Economists are still trying to recover from recent reports on the nation’s economic recovery.
The Job Openings and Labor Turnover Survey (JOLTS) report for April, released May 7, was indeed a jolt, and not just acronymically. It showed that the U.S. economy added only 266,000 positions during that period, about a fourth of what had been expected.
Economists were like pollsters the day after the “wrong” candidate won the election, trying to figure out where their calculations had gone awry. Had they misread the data? Did hordes of voters change their minds on the way to the polls? Had they been deliberately misled by dissembling respondents?
The behavior of the U.S. economy is arguably more complex and mysterious than the mind of the most poll-adverse voter, and the befuddlement of the economists therefore more understandable.
Where had all those billions in stimulus spending gone? Nobody has the answer for sure. We wallow in a wetland of hypotheses. The masses of hard data seem to lead only to the softest answers, no matter how firmly asserted.
The simplest — and perhaps the most disconcerting answer — is that during the pandemic Americans became addicted to staying at home and collecting federal checks; that the work ethic has withered to the point where employers cannot find people to hire. People just don’t want to work anymore.
As columnist Daniel Henninger observed in The Wall Street Journal, “It was assumed that once most people were vaccinated, they would want to revive pre-pandemic habits. But the Labor Department’s report on jobs and an avalanche of anecdotes suggest that one of the things many people want most to get away from is work itself.”

▶ **Extracted data**:
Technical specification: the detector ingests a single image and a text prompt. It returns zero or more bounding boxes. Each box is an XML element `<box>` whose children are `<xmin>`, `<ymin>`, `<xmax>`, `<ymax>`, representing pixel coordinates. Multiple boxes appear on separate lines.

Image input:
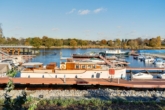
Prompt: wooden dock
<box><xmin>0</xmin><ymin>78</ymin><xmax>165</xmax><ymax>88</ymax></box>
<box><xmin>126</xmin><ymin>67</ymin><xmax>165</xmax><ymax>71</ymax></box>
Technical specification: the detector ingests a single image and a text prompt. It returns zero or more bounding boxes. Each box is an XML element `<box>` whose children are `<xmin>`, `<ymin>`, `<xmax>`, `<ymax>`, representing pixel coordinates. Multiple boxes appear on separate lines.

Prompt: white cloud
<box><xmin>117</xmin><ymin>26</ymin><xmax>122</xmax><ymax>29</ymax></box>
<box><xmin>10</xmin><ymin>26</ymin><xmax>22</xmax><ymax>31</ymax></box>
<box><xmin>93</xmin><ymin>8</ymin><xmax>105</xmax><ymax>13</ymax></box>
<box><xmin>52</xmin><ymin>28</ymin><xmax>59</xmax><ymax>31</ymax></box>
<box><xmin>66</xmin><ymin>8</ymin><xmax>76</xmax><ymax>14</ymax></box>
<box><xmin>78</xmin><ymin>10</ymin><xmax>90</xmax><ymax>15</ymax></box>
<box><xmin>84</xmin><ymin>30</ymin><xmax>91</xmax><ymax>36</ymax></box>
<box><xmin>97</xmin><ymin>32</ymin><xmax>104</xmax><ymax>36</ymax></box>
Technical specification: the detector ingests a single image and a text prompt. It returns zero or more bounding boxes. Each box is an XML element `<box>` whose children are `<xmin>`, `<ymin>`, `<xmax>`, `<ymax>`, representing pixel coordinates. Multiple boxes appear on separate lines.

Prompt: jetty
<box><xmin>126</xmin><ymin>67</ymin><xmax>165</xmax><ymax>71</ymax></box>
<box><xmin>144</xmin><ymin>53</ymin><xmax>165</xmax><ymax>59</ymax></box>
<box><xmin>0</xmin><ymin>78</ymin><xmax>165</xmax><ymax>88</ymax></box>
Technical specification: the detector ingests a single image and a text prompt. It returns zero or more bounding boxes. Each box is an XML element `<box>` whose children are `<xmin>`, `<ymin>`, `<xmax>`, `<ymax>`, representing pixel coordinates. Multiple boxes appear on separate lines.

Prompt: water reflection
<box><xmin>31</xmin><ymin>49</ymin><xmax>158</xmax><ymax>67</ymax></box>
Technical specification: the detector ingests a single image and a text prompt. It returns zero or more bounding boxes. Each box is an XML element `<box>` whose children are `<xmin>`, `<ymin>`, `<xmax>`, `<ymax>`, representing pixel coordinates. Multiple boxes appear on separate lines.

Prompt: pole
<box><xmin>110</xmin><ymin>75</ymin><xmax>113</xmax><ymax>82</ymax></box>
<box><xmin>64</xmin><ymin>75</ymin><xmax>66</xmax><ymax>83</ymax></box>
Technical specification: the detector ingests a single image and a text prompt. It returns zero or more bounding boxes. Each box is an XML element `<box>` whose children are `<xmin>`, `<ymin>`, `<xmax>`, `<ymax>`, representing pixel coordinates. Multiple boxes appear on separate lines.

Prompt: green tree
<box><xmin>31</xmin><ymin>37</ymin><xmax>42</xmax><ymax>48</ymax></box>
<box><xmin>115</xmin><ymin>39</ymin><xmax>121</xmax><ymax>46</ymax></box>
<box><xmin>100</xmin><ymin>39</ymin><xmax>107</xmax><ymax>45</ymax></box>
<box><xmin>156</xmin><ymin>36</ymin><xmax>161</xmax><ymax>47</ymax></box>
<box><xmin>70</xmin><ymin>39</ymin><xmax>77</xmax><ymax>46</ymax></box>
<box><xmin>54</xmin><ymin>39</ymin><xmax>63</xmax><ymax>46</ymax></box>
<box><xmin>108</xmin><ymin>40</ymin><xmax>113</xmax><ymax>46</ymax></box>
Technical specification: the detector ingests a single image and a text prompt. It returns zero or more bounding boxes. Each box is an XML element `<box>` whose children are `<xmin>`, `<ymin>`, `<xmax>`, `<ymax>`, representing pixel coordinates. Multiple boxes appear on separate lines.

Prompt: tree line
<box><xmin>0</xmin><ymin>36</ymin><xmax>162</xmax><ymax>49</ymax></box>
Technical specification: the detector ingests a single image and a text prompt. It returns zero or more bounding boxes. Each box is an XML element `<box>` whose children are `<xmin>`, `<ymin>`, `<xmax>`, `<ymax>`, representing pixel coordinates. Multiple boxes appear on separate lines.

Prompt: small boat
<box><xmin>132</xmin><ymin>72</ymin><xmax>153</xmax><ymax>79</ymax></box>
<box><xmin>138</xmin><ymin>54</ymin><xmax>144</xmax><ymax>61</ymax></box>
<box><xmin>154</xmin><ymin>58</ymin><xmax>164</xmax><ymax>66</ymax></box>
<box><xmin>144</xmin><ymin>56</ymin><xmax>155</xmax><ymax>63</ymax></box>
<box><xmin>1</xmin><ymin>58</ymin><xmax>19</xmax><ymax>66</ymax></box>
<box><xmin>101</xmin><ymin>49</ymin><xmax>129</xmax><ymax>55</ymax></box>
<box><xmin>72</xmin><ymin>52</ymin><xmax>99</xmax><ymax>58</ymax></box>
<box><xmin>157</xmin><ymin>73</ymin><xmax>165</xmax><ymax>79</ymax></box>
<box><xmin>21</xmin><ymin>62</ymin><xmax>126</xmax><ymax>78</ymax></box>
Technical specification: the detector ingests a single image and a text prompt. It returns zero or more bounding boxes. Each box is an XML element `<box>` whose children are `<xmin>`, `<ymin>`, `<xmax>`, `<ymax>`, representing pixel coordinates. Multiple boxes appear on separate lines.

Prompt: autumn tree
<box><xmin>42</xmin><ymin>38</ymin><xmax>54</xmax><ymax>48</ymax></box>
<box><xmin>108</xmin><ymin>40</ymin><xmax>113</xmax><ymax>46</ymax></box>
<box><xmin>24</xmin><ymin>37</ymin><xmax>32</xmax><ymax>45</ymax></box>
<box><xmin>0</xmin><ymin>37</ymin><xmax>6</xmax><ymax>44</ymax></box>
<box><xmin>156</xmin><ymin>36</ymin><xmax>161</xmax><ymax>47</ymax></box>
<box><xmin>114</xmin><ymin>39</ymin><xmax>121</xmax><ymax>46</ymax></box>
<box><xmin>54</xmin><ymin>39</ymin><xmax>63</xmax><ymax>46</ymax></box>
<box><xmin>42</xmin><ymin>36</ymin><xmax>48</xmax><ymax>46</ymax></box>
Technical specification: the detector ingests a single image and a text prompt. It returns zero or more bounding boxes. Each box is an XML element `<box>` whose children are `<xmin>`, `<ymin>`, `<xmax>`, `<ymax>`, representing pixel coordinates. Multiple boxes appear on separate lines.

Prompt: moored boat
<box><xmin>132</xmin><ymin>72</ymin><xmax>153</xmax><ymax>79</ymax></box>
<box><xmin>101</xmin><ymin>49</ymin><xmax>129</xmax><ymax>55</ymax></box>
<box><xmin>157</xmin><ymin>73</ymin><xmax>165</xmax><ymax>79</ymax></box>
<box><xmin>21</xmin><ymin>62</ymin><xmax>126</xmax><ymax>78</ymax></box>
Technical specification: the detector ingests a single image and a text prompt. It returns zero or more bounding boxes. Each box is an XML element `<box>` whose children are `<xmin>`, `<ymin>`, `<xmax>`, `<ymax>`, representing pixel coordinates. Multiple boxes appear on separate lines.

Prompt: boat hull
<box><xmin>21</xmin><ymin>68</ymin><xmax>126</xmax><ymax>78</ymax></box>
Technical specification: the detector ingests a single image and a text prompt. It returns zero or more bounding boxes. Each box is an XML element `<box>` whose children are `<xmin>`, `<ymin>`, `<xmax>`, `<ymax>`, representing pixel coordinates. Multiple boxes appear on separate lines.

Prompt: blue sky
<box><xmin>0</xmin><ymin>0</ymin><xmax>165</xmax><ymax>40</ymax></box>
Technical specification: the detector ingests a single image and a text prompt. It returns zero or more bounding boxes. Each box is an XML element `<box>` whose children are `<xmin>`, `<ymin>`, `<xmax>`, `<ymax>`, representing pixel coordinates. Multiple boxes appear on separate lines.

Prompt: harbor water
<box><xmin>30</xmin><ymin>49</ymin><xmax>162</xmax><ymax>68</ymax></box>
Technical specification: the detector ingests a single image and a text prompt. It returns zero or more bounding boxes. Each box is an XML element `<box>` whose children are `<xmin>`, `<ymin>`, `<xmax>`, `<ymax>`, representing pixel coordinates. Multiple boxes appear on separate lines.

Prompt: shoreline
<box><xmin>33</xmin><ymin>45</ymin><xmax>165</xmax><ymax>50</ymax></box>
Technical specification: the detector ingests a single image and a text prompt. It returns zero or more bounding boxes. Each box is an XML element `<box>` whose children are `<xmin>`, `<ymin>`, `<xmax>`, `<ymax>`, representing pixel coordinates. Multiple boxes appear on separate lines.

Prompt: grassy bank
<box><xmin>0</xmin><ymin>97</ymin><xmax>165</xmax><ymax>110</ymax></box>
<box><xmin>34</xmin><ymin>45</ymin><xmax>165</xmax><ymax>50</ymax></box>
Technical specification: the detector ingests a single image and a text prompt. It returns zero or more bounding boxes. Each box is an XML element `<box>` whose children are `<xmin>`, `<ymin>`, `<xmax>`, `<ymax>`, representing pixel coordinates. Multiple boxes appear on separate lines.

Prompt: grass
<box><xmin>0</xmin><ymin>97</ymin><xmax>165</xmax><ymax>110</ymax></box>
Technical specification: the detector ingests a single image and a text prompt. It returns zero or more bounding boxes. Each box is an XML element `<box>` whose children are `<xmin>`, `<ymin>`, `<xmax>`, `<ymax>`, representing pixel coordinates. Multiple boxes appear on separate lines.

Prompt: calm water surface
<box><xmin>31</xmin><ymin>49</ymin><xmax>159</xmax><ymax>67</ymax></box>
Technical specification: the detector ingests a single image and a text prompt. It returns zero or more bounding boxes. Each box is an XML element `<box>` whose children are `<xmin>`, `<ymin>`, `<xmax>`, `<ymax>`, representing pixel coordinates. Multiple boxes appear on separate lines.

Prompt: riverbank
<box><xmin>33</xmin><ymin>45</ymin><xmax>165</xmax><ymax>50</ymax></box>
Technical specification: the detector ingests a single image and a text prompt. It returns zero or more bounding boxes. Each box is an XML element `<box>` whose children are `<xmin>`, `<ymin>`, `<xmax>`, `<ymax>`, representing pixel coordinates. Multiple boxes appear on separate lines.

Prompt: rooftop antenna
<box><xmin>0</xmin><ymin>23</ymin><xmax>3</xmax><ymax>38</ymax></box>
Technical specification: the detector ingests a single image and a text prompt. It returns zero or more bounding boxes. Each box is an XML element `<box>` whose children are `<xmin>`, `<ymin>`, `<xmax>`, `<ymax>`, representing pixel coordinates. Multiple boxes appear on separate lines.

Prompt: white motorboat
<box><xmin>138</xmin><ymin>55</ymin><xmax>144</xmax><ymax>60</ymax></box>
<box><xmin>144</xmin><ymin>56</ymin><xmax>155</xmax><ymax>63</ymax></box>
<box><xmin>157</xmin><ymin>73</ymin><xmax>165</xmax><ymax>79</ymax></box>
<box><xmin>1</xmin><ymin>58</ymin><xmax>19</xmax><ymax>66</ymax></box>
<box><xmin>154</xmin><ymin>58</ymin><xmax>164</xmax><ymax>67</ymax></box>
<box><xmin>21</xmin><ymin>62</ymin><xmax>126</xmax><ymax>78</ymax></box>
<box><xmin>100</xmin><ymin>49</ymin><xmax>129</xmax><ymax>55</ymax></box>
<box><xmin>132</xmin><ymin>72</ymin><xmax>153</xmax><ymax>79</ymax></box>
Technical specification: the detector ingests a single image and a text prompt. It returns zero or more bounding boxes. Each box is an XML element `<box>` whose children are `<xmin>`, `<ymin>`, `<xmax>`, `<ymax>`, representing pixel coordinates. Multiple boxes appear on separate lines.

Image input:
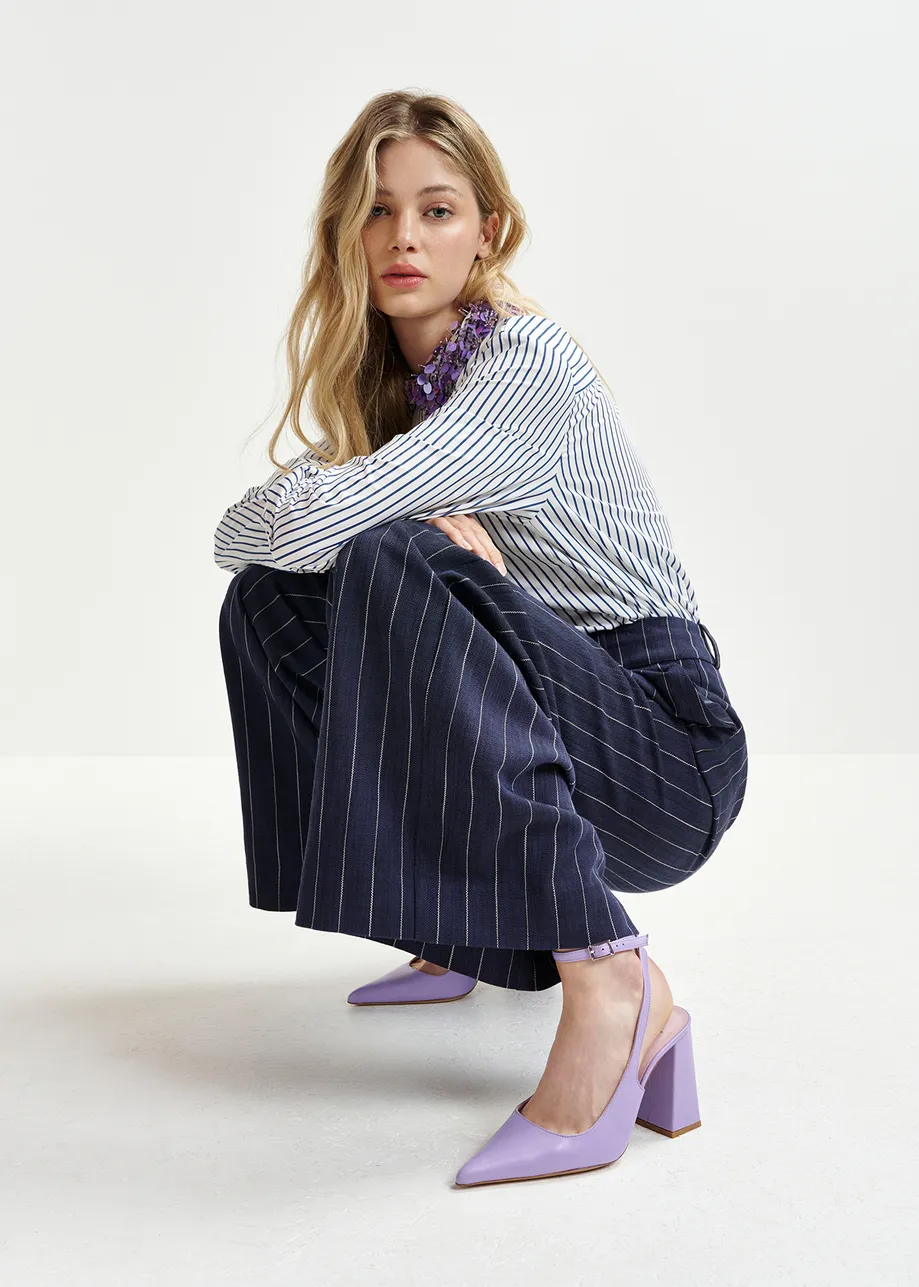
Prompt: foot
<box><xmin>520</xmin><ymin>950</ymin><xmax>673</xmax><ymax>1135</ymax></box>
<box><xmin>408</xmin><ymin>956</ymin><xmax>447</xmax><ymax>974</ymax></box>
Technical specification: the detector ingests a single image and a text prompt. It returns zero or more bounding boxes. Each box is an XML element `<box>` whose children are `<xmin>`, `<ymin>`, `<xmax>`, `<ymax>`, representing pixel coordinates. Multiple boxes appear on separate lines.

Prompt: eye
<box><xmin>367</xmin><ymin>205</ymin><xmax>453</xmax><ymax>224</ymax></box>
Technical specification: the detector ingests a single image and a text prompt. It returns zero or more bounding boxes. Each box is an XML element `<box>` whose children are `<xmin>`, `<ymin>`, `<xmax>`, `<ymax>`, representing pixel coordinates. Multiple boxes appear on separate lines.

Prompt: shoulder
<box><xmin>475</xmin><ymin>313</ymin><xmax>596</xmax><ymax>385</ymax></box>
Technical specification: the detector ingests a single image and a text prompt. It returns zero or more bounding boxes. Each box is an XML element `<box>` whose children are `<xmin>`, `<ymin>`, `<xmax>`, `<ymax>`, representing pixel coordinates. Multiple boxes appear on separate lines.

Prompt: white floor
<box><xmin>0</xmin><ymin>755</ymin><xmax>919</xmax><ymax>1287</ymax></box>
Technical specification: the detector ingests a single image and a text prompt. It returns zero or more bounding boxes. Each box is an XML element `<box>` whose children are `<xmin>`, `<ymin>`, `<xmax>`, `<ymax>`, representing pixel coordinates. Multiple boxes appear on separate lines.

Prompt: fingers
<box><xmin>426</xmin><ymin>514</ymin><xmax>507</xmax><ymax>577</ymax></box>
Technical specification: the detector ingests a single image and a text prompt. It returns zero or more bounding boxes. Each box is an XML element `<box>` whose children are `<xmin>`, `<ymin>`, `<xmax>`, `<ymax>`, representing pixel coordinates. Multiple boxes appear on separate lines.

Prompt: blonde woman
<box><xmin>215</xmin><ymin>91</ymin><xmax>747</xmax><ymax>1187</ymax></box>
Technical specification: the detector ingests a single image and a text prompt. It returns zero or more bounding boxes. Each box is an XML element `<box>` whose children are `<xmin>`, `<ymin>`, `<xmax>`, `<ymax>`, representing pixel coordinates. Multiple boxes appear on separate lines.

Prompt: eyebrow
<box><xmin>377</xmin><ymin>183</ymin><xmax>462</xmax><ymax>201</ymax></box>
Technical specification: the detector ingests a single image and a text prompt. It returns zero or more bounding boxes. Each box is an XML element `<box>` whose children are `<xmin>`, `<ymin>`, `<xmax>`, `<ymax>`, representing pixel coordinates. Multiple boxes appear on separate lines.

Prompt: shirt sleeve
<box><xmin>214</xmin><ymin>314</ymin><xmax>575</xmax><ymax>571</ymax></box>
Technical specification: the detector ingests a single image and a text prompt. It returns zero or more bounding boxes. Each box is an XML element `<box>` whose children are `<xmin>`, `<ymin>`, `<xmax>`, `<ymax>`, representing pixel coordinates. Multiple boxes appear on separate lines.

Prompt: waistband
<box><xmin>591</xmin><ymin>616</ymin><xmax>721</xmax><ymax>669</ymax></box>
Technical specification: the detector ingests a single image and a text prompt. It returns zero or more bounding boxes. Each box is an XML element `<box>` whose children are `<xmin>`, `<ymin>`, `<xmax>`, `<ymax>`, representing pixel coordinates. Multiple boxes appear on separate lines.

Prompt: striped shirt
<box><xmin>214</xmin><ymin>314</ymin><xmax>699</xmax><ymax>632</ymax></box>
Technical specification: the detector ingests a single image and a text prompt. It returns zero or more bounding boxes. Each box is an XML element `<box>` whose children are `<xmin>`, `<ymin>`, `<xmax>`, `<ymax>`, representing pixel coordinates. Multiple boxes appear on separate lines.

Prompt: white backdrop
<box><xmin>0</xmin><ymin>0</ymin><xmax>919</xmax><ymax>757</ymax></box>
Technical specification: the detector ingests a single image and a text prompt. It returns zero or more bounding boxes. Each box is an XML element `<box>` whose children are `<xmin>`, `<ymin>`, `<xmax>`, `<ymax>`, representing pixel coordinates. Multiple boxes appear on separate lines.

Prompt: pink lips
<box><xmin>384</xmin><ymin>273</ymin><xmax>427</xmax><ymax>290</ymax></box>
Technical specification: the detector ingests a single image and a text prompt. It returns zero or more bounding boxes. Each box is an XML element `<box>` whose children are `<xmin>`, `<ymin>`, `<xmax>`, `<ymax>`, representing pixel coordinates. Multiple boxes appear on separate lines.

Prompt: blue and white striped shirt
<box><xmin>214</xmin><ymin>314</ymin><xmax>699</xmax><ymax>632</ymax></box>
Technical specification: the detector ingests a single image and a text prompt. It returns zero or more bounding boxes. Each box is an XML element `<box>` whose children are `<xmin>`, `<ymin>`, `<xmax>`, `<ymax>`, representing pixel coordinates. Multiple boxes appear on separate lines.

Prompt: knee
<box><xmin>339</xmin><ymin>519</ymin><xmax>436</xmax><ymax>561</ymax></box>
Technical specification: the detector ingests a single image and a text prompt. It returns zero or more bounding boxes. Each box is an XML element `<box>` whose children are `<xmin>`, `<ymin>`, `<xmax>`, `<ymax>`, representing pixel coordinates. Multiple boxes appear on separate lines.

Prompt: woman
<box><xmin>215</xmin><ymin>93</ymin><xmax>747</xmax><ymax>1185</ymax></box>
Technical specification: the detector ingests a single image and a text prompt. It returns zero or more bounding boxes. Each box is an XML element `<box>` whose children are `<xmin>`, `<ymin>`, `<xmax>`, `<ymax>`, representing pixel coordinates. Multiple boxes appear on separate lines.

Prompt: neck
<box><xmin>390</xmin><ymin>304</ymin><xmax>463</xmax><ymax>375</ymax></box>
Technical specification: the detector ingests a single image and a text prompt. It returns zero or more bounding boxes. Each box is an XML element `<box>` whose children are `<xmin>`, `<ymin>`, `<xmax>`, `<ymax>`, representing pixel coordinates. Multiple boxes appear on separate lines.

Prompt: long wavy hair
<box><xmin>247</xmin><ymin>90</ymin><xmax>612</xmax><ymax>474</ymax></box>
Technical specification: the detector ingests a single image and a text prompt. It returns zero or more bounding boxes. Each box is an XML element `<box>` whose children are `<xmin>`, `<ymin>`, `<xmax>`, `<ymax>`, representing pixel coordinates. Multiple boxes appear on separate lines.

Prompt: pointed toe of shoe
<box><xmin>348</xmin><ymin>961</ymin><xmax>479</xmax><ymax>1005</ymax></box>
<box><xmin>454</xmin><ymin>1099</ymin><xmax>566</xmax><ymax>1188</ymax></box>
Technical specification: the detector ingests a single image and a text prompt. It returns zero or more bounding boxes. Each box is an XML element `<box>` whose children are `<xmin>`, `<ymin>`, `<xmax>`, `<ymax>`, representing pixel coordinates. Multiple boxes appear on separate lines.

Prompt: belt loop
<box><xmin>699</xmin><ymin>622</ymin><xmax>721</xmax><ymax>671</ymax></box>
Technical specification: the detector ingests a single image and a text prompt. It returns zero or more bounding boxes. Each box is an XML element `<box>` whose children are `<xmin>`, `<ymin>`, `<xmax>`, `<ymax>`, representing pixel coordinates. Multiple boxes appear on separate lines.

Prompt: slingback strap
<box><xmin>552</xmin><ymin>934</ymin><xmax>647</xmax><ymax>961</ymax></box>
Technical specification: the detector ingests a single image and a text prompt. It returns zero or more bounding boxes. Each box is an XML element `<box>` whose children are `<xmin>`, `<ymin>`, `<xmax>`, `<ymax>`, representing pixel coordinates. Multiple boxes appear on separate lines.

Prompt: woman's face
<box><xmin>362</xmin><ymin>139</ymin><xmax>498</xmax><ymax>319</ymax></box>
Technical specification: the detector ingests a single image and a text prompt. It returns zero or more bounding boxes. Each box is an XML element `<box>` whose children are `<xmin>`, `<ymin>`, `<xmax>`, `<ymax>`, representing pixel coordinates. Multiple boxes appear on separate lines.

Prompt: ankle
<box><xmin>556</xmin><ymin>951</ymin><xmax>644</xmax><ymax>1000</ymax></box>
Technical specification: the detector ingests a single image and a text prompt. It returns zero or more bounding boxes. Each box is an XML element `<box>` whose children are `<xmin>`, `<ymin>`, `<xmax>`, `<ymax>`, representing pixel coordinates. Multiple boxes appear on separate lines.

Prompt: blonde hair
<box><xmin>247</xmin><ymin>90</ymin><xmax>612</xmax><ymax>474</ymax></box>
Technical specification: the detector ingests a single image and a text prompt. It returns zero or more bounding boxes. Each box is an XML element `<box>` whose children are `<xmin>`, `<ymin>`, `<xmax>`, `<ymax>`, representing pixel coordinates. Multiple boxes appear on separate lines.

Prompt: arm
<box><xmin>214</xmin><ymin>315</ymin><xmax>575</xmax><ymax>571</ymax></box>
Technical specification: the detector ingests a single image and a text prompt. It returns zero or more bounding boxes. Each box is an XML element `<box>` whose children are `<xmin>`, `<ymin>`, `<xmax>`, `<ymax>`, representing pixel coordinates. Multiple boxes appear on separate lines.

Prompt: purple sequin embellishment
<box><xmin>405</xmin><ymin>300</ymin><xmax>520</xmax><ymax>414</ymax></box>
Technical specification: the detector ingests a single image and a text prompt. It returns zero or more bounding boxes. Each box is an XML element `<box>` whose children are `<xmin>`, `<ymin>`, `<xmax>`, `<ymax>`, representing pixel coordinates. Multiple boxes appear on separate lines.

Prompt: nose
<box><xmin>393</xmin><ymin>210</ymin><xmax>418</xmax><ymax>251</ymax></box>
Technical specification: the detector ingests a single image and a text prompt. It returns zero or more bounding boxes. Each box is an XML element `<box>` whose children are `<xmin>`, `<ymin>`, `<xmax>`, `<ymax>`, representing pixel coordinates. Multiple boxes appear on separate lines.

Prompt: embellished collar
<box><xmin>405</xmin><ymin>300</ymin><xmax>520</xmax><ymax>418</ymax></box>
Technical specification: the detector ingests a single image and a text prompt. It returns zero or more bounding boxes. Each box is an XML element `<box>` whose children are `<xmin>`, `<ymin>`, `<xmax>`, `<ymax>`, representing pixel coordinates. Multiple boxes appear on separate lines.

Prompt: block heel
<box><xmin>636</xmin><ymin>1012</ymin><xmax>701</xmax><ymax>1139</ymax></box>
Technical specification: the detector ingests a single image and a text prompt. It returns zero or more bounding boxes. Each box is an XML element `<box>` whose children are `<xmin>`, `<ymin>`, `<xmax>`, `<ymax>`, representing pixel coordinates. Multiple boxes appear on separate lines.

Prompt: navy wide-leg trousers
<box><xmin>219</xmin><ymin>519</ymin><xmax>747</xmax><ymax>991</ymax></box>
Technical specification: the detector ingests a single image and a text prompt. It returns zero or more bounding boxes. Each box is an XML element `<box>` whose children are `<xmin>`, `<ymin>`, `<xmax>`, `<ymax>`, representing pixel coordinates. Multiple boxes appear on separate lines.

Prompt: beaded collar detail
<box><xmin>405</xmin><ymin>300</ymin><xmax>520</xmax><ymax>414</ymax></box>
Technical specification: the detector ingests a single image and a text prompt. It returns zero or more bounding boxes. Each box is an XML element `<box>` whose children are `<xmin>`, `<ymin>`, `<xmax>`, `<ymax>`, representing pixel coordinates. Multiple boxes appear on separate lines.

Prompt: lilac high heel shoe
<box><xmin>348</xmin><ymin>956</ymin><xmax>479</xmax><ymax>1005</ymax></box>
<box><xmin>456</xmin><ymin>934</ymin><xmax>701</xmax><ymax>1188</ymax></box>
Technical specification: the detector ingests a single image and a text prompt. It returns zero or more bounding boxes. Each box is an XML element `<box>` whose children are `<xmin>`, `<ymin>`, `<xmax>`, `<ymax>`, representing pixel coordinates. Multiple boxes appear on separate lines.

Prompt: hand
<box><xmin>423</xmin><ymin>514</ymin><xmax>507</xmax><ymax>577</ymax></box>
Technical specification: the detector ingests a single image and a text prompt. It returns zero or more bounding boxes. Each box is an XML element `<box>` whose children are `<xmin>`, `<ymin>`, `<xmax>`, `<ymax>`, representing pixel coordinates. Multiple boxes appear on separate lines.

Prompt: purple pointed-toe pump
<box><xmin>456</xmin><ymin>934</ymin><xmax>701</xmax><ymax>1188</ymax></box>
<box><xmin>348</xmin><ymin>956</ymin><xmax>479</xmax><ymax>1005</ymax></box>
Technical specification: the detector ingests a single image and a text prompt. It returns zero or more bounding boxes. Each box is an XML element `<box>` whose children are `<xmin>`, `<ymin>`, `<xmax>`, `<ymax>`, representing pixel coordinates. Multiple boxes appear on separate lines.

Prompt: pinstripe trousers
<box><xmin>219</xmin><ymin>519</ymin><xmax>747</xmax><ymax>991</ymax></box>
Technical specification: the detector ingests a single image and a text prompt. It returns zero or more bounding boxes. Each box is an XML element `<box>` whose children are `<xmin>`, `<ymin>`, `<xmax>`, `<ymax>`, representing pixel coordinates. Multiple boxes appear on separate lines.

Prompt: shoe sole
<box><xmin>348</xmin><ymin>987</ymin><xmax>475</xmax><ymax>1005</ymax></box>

▶ **How to complete this task**: Repeat, word for word, the part of the article on the April jobs report starting with "The behavior of" and going on through "therefore more understandable.".

▶ **Reply to the exercise**:
The behavior of the U.S. economy is arguably more complex and mysterious than the mind of the most poll-adverse voter, and the befuddlement of the economists therefore more understandable.